Produce a verbatim copy of the entries listed below.

┄┄┄┄┄┄

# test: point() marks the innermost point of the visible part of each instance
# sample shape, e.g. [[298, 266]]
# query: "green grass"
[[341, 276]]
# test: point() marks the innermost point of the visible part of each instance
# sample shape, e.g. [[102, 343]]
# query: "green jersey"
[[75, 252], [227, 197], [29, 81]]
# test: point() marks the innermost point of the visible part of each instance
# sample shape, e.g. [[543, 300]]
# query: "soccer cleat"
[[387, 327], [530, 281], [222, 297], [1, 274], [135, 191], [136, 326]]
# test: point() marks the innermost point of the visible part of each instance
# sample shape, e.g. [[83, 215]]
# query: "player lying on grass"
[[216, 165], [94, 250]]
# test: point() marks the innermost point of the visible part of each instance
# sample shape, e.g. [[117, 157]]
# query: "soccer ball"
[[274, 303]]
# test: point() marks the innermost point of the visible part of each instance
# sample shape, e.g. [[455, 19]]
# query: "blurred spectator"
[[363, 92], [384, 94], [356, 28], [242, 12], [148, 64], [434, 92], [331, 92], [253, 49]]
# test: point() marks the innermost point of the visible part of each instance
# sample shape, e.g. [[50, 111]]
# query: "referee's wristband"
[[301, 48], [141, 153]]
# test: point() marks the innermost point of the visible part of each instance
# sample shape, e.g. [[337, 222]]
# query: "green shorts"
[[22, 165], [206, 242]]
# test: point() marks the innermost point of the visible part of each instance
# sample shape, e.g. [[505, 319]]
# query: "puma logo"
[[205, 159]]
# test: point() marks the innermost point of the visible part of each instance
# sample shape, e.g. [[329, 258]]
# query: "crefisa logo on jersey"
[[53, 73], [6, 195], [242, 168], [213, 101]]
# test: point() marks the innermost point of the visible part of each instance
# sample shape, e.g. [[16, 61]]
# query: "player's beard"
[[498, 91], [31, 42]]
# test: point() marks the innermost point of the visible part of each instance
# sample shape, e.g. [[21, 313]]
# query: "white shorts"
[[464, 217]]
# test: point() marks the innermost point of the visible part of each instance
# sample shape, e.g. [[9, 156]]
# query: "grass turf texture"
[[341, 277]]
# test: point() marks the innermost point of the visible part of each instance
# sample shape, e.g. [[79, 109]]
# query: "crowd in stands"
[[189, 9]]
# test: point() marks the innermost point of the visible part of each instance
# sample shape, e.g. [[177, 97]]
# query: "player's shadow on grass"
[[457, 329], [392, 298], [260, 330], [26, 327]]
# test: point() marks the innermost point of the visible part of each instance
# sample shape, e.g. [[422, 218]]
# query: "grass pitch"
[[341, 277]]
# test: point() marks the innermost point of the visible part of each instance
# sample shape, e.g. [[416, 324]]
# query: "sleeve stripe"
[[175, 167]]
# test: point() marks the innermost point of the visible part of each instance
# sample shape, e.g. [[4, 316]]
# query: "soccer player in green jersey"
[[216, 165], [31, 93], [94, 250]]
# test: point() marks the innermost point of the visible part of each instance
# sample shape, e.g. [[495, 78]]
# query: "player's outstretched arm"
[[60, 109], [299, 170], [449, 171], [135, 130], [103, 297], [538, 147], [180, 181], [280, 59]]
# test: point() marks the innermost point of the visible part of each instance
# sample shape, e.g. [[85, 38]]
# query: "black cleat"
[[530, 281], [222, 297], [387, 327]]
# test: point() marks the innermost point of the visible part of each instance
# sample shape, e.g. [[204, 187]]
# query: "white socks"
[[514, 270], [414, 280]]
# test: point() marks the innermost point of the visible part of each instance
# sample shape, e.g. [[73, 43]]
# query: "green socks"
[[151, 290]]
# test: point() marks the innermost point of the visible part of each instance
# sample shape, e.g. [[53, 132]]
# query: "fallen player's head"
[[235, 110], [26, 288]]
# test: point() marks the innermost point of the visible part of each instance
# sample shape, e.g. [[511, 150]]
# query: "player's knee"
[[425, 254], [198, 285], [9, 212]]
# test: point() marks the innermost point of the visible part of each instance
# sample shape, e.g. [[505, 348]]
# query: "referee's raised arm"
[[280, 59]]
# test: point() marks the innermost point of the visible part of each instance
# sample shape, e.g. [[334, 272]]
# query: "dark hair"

┄┄┄┄┄┄

YOUR SOLUTION:
# test: point() marks the innermost point of the visible part of each instance
# sample shape, e.g. [[298, 266]]
# query: "green grass"
[[341, 276]]
# test: point() marks the innermost point of the visible part of each instance
# sample shape, e.g. [[102, 343]]
# query: "green jersey"
[[75, 252], [227, 197], [29, 81]]
# test: point() marks the innermost point of the visible part of each instance
# sample shape, e.g. [[543, 300]]
# query: "soccer cleat"
[[387, 327], [530, 281], [222, 297], [1, 274], [135, 191], [136, 326]]
# test: point() marks the innermost point of the visible part of each instance
# sample shape, e.g. [[83, 215]]
# query: "player lying on grass"
[[216, 165], [94, 250]]
# test: point() marks the innermost point of the visible part of each instance
# sample shape, e.g. [[117, 157]]
# query: "soccer ball"
[[274, 303]]
# test: point() marks the innermost point of the visible part of each instance
# sample shape, e.g. [[455, 19]]
# query: "blurred spectator"
[[363, 92], [384, 94], [356, 28], [242, 12], [148, 64], [434, 92], [331, 92], [253, 49]]
# test: point() marks the innermost point of the visible part of each instance
# sample shape, e.g. [[50, 111]]
# query: "referee's wristband"
[[301, 48], [141, 153]]
# test: point() marks the innermost point of the visible part of each instance
# sample shape, e.g. [[337, 222]]
# query: "green shorts"
[[22, 165], [206, 242]]
# test: point() marks the innermost point of the visible part of each instance
# sample shape, e.g. [[505, 319]]
# query: "puma logo"
[[205, 159]]
# test: point() marks the innermost point of the visible part of each instance
# sample shape, e.g. [[329, 258]]
# query: "crefisa logo on jersey"
[[53, 73], [6, 195], [242, 168], [213, 101]]
# test: point() marks the innermost point of the visible part of each instance
# sample shape, e.g. [[16, 61]]
# query: "player's beard"
[[498, 91], [31, 42]]
# test: point() marks the innermost point of the visible part of each instance
# sample shape, e.g. [[21, 313]]
# query: "white shorts"
[[464, 217]]
# test: point() marks the innermost point of the visible part of each instance
# sample shape, e.g. [[9, 156]]
# query: "grass turf texture"
[[341, 277]]
# test: point() marks the innermost point of the visible part of each instance
# sample shape, e.g. [[79, 109]]
# query: "crowd in stands"
[[189, 9]]
# test: point() marks the innermost point of the visible part of each instance
# sample shape, e.g. [[177, 97]]
# query: "player's shadow on grass"
[[457, 329], [392, 298], [260, 330], [26, 327]]
# test: point() marks the innermost point of the visible part of each instance
# sample shape, e.g. [[422, 218]]
# query: "grass pitch"
[[341, 277]]
# test: point() marks the innermost point of the visible part of each instance
# sample shape, e.g. [[416, 324]]
# query: "sleeve stripe"
[[175, 167]]
# test: point() marks the innermost point of the visible part of each instance
# sample shape, e.g. [[4, 316]]
# query: "soccer player in green jersey"
[[216, 165], [31, 93], [94, 250]]
# test: point() marks the innermost point of the visible part of each instance
# sample shape, e.g. [[495, 78]]
# query: "player's outstretched arm"
[[60, 109], [299, 170], [449, 171], [135, 130], [103, 297], [538, 147], [180, 181], [280, 59]]
# test: point() marks the innermost point of the visible part of each instance
# sample shape, e.g. [[85, 38]]
# query: "black cleat"
[[530, 281], [222, 297], [387, 327]]
# test: point() marks the innermost point of the visible part of each instance
# sample shape, e.g. [[204, 187]]
# query: "white socks"
[[514, 270], [414, 280]]
# test: point() marks the innermost point of the visible part of each instance
# sample shape, e.g. [[73, 43]]
# query: "green socks"
[[151, 290]]
# test: point() marks the innermost point of the visible part of each instance
# sample shape, e.g. [[53, 132]]
# query: "fallen player's head"
[[235, 110], [26, 288]]
# test: point() marks the innermost point of the visible part of each instance
# sample shape, e.g. [[511, 150]]
# query: "player's knee"
[[425, 254], [198, 285], [9, 212]]
# test: point() marks the innermost point of the visible part of each instance
# sample shape, e.g. [[505, 348]]
# query: "referee's raised arm"
[[280, 59]]
# test: point() marks the innermost point of the visible part of each instance
# sample shape, e.g. [[334, 272]]
# query: "dark hair"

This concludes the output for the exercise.